Week 8 — Categorical predictors & group comparisons

Indicator coding and regression as a language for comparing groups

The week question

How does regression compare the in-person, hybrid, and online sections of the course? Until now your predictors have been numbers — study hours, prior GPA — and a slope told you how the response moves as a number climbs. But format is not a number. It is a label: a student sits in in_person, hybrid, or online, and there is no “one more unit” of format to slide along. The week’s question is therefore a translation problem: how do you put a category into a model that, mechanically, only knows how to multiply slopes by numbers? The answer — indicator (dummy) coding — is one of the most useful ideas in the whole course, because it lets a single regression framework handle group comparisons that you might otherwise reach for a separate t-test or table to do. By the end of the week, “compare the three section formats” and “fit final ~ format” should feel like the same sentence said two ways.

— Jobs —
1 > Transcribe the course page from "How does regression" to "said two ways.".
2 > In the rows, repeat word for word every line from the one with "Where can the stone" through the last line of the rows.
The course page and the rows have no connection to each other.

— Excerpted data —
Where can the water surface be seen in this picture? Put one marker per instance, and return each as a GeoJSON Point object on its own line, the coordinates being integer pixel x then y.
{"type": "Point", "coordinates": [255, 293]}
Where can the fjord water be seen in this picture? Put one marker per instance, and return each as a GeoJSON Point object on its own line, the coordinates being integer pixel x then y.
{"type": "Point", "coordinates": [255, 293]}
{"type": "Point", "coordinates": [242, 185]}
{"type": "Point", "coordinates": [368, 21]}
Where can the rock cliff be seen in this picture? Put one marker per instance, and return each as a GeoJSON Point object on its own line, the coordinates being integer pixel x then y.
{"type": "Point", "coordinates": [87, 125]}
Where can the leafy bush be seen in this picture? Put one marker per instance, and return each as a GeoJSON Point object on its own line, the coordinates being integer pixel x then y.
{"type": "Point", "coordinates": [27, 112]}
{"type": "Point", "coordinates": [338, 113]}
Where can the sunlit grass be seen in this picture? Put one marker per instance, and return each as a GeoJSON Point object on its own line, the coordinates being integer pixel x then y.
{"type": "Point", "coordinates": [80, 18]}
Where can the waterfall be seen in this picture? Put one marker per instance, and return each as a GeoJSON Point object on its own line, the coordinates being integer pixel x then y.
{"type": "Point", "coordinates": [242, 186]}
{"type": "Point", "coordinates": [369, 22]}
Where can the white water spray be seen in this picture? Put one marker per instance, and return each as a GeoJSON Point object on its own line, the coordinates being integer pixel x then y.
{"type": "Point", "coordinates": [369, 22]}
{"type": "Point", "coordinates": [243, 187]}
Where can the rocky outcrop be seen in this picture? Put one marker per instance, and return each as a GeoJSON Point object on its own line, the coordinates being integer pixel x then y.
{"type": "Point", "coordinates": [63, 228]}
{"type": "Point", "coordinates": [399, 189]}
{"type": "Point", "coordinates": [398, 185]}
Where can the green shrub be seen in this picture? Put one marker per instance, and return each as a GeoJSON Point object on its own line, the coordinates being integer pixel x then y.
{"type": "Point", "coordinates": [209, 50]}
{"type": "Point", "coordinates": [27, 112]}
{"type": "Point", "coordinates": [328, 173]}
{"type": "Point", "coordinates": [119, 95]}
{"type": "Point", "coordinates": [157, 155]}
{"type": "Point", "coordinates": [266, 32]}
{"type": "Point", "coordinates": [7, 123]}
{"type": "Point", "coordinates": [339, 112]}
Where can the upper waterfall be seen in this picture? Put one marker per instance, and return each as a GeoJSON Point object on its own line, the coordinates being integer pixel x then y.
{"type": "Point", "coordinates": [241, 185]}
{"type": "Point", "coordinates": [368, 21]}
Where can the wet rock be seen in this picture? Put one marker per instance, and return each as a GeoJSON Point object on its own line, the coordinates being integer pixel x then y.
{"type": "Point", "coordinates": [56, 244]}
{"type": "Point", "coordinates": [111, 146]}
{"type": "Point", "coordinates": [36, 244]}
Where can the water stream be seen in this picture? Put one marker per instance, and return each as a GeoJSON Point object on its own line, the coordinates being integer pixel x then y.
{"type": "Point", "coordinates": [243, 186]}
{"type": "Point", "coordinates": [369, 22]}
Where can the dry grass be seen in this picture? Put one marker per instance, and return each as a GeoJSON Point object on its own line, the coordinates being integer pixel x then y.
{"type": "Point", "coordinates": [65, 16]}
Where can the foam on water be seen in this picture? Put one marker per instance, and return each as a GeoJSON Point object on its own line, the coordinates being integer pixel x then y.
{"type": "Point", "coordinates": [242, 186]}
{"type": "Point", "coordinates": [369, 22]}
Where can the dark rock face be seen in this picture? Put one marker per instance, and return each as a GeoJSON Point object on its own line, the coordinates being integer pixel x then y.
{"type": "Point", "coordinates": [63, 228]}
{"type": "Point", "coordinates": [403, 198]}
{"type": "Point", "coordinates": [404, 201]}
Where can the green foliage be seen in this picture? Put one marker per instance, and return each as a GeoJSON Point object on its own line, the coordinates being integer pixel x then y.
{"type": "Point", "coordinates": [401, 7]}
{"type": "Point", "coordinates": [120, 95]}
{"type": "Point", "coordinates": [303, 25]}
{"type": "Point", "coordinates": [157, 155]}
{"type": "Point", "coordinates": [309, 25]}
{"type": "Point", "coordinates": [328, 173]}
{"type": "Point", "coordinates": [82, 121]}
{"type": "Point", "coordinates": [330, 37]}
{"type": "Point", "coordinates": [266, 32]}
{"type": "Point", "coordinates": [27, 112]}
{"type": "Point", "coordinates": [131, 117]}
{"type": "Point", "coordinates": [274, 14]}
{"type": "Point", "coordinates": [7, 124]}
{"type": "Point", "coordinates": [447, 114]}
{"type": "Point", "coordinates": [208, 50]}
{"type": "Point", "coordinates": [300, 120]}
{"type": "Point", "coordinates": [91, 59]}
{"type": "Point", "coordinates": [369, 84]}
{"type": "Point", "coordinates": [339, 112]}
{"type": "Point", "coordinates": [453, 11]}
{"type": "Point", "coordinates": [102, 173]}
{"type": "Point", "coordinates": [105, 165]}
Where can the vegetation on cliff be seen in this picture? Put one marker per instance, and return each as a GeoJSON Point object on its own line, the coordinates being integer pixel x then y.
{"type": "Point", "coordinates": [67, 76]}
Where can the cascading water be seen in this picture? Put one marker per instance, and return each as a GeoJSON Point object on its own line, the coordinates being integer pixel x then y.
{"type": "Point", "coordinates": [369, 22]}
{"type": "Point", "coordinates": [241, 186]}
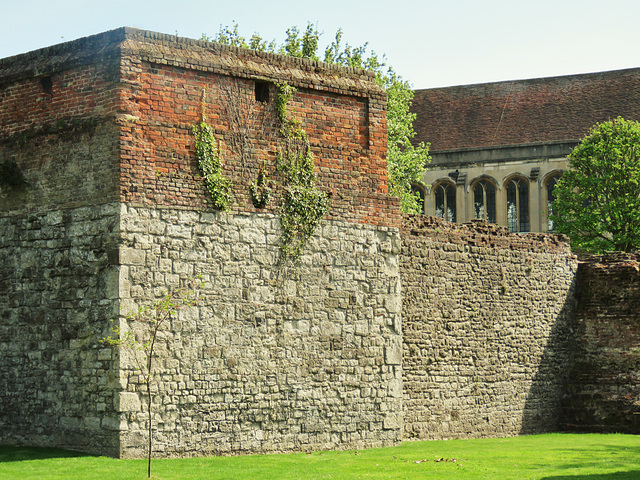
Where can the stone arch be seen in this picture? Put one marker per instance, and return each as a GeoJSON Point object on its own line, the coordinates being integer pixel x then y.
{"type": "Point", "coordinates": [517, 192]}
{"type": "Point", "coordinates": [483, 190]}
{"type": "Point", "coordinates": [444, 199]}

— Full answers —
1 >
How does regression compare the in-person, hybrid, and online sections of the course? Until now your predictors have been numbers — study hours, prior GPA — and a slope told you how the response moves as a number climbs. But format is not a number. It is a label: a student sits in in_person, hybrid, or online, and there is no “one more unit” of format to slide along. The week’s question is therefore a translation problem: how do you put a category into a model that, mechanically, only knows how to multiply slopes by numbers? The answer — indicator (dummy) coding — is one of the most useful ideas in the whole course, because it lets a single regression framework handle group comparisons that you might otherwise reach for a separate t-test or table to do. By the end of the week, “compare the three section formats” and “fit final ~ format” should feel like the same sentence said two ways.

2 >
Where can the stone arch be seen in this picture? Put one marker per instance, and return each as a GeoJSON Point object on its own line, the coordinates being integer pixel x then y.
{"type": "Point", "coordinates": [517, 192]}
{"type": "Point", "coordinates": [483, 190]}
{"type": "Point", "coordinates": [444, 199]}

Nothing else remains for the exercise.